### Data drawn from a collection

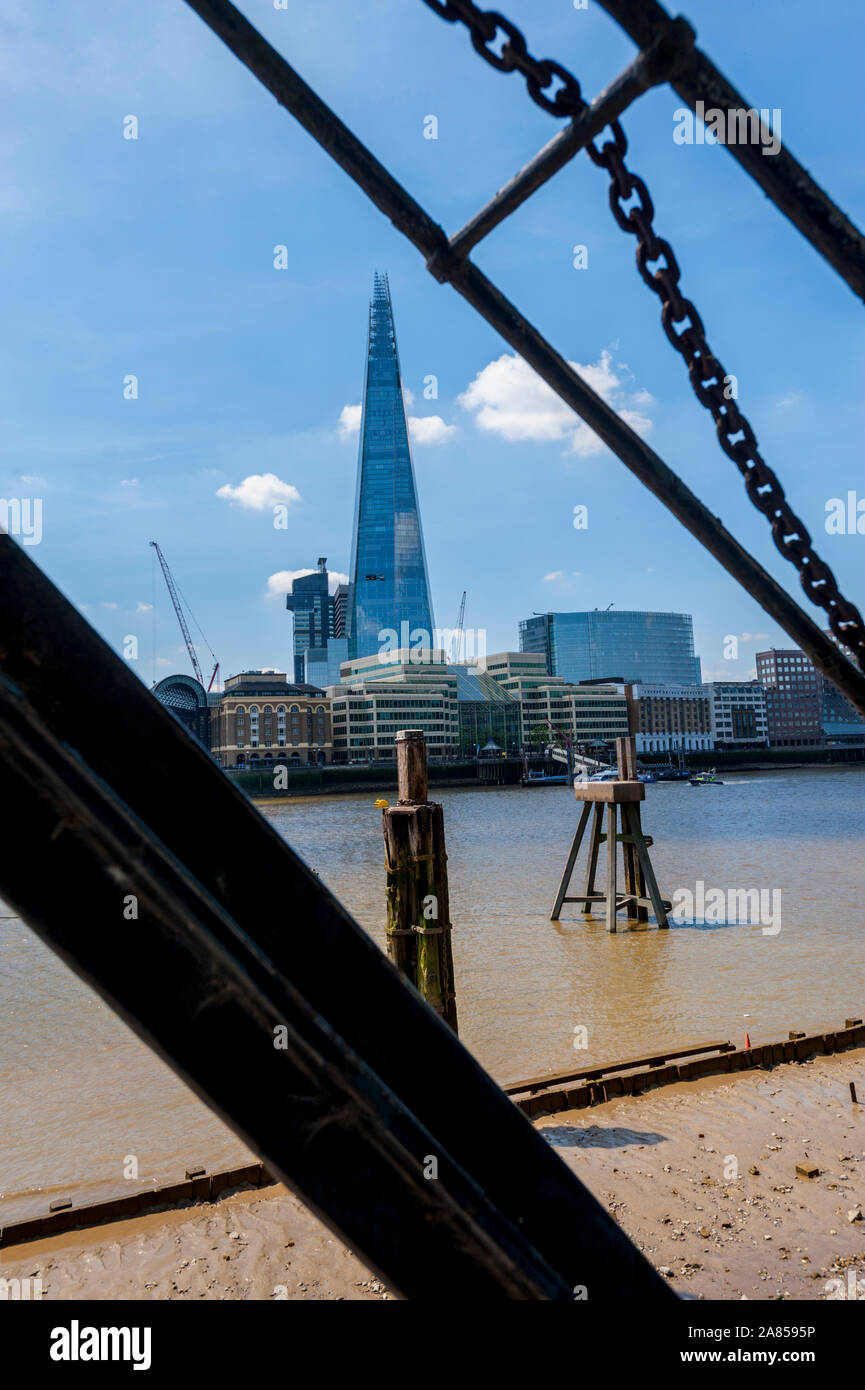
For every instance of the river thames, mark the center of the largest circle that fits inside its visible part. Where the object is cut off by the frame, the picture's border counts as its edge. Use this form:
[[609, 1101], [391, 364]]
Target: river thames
[[81, 1094]]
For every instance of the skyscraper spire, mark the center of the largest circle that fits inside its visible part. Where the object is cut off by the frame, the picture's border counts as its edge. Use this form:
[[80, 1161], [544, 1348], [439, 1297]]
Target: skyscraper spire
[[388, 580]]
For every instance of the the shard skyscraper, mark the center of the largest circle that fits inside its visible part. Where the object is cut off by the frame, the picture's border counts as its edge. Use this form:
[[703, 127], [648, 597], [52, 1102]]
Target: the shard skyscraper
[[388, 581]]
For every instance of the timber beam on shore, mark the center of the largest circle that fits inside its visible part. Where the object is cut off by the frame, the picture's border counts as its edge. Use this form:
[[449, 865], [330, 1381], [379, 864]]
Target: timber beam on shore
[[597, 1084], [198, 1186], [602, 1083]]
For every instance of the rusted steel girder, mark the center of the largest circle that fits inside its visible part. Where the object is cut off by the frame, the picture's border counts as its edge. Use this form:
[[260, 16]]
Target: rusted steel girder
[[257, 987], [780, 175], [409, 217]]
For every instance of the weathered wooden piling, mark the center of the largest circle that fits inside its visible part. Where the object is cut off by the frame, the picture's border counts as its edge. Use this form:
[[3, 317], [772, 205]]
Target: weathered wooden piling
[[419, 918]]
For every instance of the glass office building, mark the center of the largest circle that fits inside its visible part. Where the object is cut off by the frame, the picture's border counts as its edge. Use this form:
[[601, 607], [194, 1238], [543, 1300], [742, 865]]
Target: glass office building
[[388, 577], [657, 648], [313, 608]]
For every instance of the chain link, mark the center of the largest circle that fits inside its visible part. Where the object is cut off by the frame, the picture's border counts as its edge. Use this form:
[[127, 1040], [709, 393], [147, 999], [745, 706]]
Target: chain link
[[679, 317]]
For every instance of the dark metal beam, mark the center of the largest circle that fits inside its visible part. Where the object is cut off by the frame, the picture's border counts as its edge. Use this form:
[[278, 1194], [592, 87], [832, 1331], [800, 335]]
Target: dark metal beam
[[780, 175], [648, 70], [237, 936], [289, 89]]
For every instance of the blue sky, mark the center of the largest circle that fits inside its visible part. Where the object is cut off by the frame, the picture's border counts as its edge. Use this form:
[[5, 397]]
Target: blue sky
[[156, 257]]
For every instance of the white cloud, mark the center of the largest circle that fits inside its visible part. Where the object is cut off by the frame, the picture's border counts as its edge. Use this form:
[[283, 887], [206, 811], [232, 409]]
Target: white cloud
[[509, 399], [430, 430], [349, 421], [423, 428], [259, 492], [281, 583]]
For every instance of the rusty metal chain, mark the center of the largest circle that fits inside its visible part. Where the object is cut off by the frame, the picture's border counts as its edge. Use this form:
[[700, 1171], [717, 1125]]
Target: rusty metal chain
[[708, 378]]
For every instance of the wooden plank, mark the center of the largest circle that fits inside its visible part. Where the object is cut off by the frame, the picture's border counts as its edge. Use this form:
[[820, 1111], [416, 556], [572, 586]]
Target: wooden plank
[[593, 1073]]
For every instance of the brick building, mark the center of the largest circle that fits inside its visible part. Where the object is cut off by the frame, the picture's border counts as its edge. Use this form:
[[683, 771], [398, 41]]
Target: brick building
[[264, 720]]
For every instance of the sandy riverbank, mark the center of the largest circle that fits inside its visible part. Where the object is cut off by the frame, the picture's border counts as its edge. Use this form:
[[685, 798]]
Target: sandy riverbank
[[659, 1162]]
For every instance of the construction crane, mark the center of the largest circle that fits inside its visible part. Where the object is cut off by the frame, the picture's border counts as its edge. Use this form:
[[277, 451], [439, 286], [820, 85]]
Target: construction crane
[[177, 602], [458, 640]]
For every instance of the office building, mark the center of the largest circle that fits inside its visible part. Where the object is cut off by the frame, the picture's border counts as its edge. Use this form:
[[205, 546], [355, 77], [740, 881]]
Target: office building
[[388, 581], [672, 717], [487, 712], [739, 715], [804, 709], [264, 720], [590, 715], [313, 609], [189, 704], [377, 698], [654, 648]]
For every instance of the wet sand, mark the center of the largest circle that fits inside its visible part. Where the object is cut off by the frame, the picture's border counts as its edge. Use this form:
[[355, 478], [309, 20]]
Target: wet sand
[[661, 1162]]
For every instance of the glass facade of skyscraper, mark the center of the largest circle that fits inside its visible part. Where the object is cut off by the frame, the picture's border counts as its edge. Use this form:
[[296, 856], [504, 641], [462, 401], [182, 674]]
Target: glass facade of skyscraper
[[388, 580], [657, 648], [313, 609]]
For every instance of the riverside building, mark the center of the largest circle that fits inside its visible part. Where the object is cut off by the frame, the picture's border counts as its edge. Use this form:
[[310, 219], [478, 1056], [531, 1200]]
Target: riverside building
[[378, 697], [803, 708], [632, 645], [590, 715], [264, 720], [737, 715], [672, 717]]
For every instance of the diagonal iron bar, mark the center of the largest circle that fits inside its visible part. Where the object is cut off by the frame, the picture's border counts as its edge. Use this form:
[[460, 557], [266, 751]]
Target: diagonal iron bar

### OBJECTIVE
Reproduce all of the data above word for word, leaving out the pictures.

### ANSWER FOR THIS EXERCISE
For every instance of the river thames, mark the center of the largest circle that fits inside its visible part. Where the object is cut off by the frame, the picture's border counts as its edge. Use this form:
[[609, 1101], [391, 364]]
Target: river thames
[[81, 1094]]
For every instance of the skyscraper spire, mark the center of the largest circle that fits inside its visible part. Where the object is cut off by the frame, the picture's border counts as its edge. Use this form:
[[80, 1161], [544, 1348], [439, 1297]]
Target: skyscraper spire
[[388, 580]]
For every instance of the the shard skyscraper, mark the center of the largest circle that fits inside its visible part. Where the object is cut off by the frame, the picture's border counts as its edge. Use this form:
[[703, 127], [648, 597], [52, 1102]]
Target: the shard skyscraper
[[388, 581]]
For every instance of the timber beam on shore, mark the center of the largest circle that fits inside its visible part. Where the object is cut off by the frame, the picture's border counts as its edge. Use this form:
[[449, 865], [330, 1381], [379, 864]]
Target: timber beam on shore
[[597, 1084], [198, 1186], [602, 1083]]
For every instance of the rusted steel girder, mark the center of the largest circle that fits inside its visible part. Where the object is cut off by the frame, the picture's border counts as its edge. Use this form:
[[260, 16]]
Target: rusted steel girder
[[257, 987], [780, 175], [409, 217]]
For every instance of the weathered wooden piling, mark the center of the largest circle that fits inside its visible part. Where the object is cut off by the frame, the picture's border counts as its edge. Use this form:
[[3, 317], [772, 205]]
Target: weathered wooden piling
[[419, 918]]
For every instance of the glass office building, mark the center of the largest circle that fits inside its visible part. Where the object is cut off by the frame, the picture's border counts as its edge. Use this form:
[[601, 607], [194, 1238], [543, 1300], [742, 865]]
Target: glass office building
[[388, 577], [657, 648], [313, 608]]
For every instance of the chain link, mark the center of the largest circle that fits inside its visible part. Where the object is cut off by the frame, the picture's border counts as its edge. Use this form:
[[127, 1040], [709, 393], [147, 999], [745, 706]]
Target: chain link
[[679, 317]]
For every instance of the dark metal beam, mark the center of the largest circle that fits inside its visible part. Where the object is cut off by the frame, the picture's border counts as its edge. Use this form:
[[278, 1194], [592, 87], [832, 1331], [800, 335]]
Target: dark metal beam
[[780, 175], [648, 70], [237, 936], [289, 89]]
For every instance of the blue sky, mark the center of the largest circle that fits inside its visible part. Where the object is cut off by the frame, the picture's border counts as its edge. Use this form:
[[5, 397]]
Target: blue sky
[[156, 257]]
For every instance of the white cloud, mark the center of the largest circle that fits inside its visible part. Where the object is cut off by the frame, the picture's border counts as its edge. Use this form:
[[283, 887], [206, 811], [232, 409]]
Target: white cloud
[[509, 399], [430, 430], [349, 421], [423, 428], [259, 492], [281, 583]]
For every instance of the rusty metal chain, mark the center of the largest circle that fits inside its visible part. Where the object is cut off by the frame, the picture's border counts as its edge. Use this form:
[[700, 1171], [717, 1125]]
Target: rusty metal chain
[[708, 378]]
For every instance of the wooden plank, mark the center of the largest circle that fits inside its visible part. Where the object is cut off by the frame, the picture's border counts as its edge. Use this form:
[[820, 1111], [416, 556], [572, 586]]
Target: wooden plank
[[593, 1073]]
For every instance of the brick building, mark the center of the largest circle that fits inside its visible part. Where the object is cut off by the frame, the picture's border counts as its edge. Use this form:
[[683, 771], [398, 41]]
Target: brick building
[[264, 720]]
For every instance of the sandy riverbank, mark the center of the largest circle that fits inside its visible part. Where the object is cut off by the frame, the picture's border counts as its edge. Use this form:
[[685, 798]]
Target: sandy riverbank
[[659, 1162]]
For every instance of the construction crane, mark the center of the largest circle that fits inside its visible part. Where the object is cut off by the frame, the picture's border counts as its edge. Use this form:
[[277, 451], [439, 286], [820, 85]]
Target: construction crane
[[177, 602], [458, 640]]
For every instance of the office building, mark the center of the largest circle that fits inside its visible part. Where the object is cut off by the frame, the picture's border counts as its edge. Use this form:
[[205, 546], [355, 77], [740, 881]]
Target: office building
[[388, 581], [672, 717], [487, 712], [739, 715], [804, 709], [264, 720], [590, 715], [313, 609], [189, 704], [377, 698], [654, 648]]
For every instance of the wet sand, mark the center of the largest circle that fits inside its visible part. Where the object is cut off by the frame, the picture's border counts as its edge. Use this form:
[[355, 478], [309, 20]]
Target: wet sand
[[661, 1162]]
For every instance of the glass facade of skyscraper, mark the center of the largest circle that fits inside its visible part. Where the object is cut off by the frame, the picture's border counts as its edge. Use this form:
[[296, 856], [504, 641], [462, 401], [182, 674]]
Target: glass facade of skyscraper
[[388, 580], [657, 648], [313, 609]]
For every instance of the riverside building, mark the center of the largest circle that fits inside its visible part. Where the object is cut off by the frame, the picture's border counts as its edge. Use this form:
[[310, 219], [478, 1056], [531, 1200]]
Target: riverside building
[[378, 697], [803, 708], [632, 645], [590, 715], [264, 720], [737, 715], [672, 717]]
For every instance of the diagonal iron bar, mark the center of the largest circle that fits inside its visible part. Where the object is cut off by the frame, the picture's border counts as its edge. Use this form:
[[460, 557], [266, 751]]
Target: diagonal iron bar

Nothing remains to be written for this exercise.